Pub rock (United Kingdom)

Last updated

Pub rock is a subgenre of rock music that emerged in the early to mid-1970s in the United Kingdom. A back-to-basics movement, which incorporated roots rock, pub rock was a reaction against the expensively-recorded and produced progressive rock and flashy glam rock scenes at the time. Although short-lived, pub rock was played live in small traditional venues like pubs and clubs. [1] Since major labels showed no interest in pub rock groups, pub bands sought out independent record labels such as Stiff Records. Indie labels used relatively inexpensive recording processes, so they had a much lower break-even point for a record than a major label.

Contents

With pub rock's emphasis on small venues, simple, fairly inexpensive recordings and indie record labels, it was the catalyst for the development of the British punk rock scene. Despite these shared elements, though, there was a difference between the genres: while pub rock harked back to early rock and roll and R&B, punk was iconoclastic, and sought to break with the past musical traditions.

Characteristics

The Hope and Anchor in Islington, a notable pub rock venue Islington hope and anchor.jpg
The Hope and Anchor in Islington, a notable pub rock venue

Pub rock was deliberately nasty, dirty and post-glam. [2] Dress style was based around denim and checked shirts, tatty jeans and droopy hair. [3] The figureheads of the movement, Dr. Feelgood, were noted for their frontman's filthy white suit. [4] Bands looked menacing and threatening, "like villains on The Sweeney ". [5] According to David Hepworth, Dr. Feelgood looked as if they had "come together in some unsavoury section of the army".

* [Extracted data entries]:
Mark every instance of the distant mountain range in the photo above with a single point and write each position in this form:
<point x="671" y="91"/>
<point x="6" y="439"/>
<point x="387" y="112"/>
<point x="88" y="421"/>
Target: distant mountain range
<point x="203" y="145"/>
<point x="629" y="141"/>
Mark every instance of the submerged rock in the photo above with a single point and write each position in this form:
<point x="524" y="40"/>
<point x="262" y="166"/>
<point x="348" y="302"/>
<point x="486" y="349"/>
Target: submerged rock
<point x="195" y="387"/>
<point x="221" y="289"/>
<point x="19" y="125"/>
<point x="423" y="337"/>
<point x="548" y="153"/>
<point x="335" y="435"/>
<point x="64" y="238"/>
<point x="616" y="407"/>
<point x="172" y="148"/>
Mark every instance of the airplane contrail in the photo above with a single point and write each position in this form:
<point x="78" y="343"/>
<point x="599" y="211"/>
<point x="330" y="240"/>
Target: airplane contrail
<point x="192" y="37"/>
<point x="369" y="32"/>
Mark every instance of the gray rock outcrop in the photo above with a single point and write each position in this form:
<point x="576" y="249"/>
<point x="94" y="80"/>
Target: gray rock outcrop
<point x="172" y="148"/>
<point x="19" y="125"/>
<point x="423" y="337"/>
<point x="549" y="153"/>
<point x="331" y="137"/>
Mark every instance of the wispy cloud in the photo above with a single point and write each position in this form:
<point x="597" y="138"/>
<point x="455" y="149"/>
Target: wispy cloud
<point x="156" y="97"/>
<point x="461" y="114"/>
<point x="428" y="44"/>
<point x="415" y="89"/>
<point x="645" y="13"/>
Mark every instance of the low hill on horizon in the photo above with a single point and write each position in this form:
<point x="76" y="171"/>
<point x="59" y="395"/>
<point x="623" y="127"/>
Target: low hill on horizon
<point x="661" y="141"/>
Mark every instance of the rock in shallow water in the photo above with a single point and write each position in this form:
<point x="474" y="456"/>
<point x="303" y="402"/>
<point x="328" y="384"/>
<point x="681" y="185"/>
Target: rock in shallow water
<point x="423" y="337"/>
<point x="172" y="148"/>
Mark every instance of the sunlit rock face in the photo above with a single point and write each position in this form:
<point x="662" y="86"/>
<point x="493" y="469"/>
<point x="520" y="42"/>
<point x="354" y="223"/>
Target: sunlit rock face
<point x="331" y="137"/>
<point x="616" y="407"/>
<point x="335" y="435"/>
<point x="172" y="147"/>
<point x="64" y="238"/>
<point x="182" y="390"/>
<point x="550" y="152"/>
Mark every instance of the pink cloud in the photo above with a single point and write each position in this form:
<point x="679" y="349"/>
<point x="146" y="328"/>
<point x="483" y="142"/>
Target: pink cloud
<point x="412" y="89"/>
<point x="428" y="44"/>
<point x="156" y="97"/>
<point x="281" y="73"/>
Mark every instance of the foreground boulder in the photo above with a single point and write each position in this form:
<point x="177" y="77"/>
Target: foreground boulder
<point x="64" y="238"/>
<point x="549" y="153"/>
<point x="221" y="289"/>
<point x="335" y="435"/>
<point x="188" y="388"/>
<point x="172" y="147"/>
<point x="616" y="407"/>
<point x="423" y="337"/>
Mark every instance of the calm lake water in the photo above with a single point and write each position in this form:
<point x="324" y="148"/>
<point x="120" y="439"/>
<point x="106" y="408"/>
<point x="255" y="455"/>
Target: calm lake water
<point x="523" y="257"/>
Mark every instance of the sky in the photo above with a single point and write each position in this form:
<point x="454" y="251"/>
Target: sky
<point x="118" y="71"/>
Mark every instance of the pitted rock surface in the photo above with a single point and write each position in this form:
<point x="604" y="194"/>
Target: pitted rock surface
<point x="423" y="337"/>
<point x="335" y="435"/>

* [PROBLEMS TO WORK ON]:
A) From the pub rock article above, extract the passage from "Pub rock (United" to "a major label." word for word.
B) Answer these questions using the pub rock article:
(i) Which independent record label does it name as one that pub bands sought out?
(ii) What notable pub rock venue in Islington is pictured?
(iii) What piece of clothing was Dr. Feelgood's frontman noted for?
C) Please carry on the pub rock article from its last sentence.

* [ANSWERS]:
A)
Pub rock (United Kingdom)

Last updated

Pub rock is a subgenre of rock music that emerged in the early to mid-1970s in the United Kingdom. A back-to-basics movement, which incorporated roots rock, pub rock was a reaction against the expensively-recorded and produced progressive rock and flashy glam rock scenes at the time. Although short-lived, pub rock was played live in small traditional venues like pubs and clubs. [1] Since major labels showed no interest in pub rock groups, pub bands sought out independent record labels such as Stiff Records. Indie labels used relatively inexpensive recording processes, so they had a much lower break-even point for a record than a major label.

B)
(i) Stiff Records
(ii) The Hope and Anchor
(iii) A filthy white suit

C)
Pub rock groups disdained any form of flashy presentation. Scene leaders like Dr. Feelgood, Kilburn and the High Roads and Ducks Deluxe played simple, "back to mono" rhythm and blues in the tradition of white British groups like the Rolling Stones and the Yardbirds, with fuzzy overdriven guitars and whiny vocals. [5] Lesser known acts played funky soul (Kokomo, Clancy, Cado Belle) or country rock (the Kursaal Flyers, Chilli Willi and the Red Hot Peppers). [6] While pub rockers did not have expensive stage shows, they took inspiration from early R&B and increased the dynamism and intensity of their live shows. [7] Pub rock allowed a variety of singers and musicians to perform, even if they did not adhere to a clearly defined musical genre. [7] Major labels scouted pub rock acts, thinking they might find the next Beatles at a local pub; however A&R representatives decided that pub rock did not have potential for mass market hits. [7] With no interest from major labels, pub rockers put out their records through small independent record labels such as Stiff Records and Chiswick Records. [7]

By 1975, the standard for mainstream rock album recordings was expensive, lengthy studio recording processes overseen by highly-paid record producers, with the goal of creating highly polished end products, with overdubs, double-tracking and studio effects. Some mainstream bands spent months in the studio perfecting their recording, to achieve a meticulously crafted and perfect product. [7] Pub rockers rejected this type of costly, complex recording process; instead, with pub rockers, the goal was simply to capture the band's "live" sound and feel in the studio. The difference between mainstream rock and pub rock recording approaches not only produced different sounds (polished vs. raw), it also had a significant impact on the economics of each rock genre. With mainstream rock, the costly sound recording process meant that the break-even point for the record label was around 20,000 records; with pub rock, the less expensive recording process meant that pub rock labels could break even with as few as 2,000 records. [8] This means that pub rock labels could afford to put out records with a tenth of the sales of mainstream bands.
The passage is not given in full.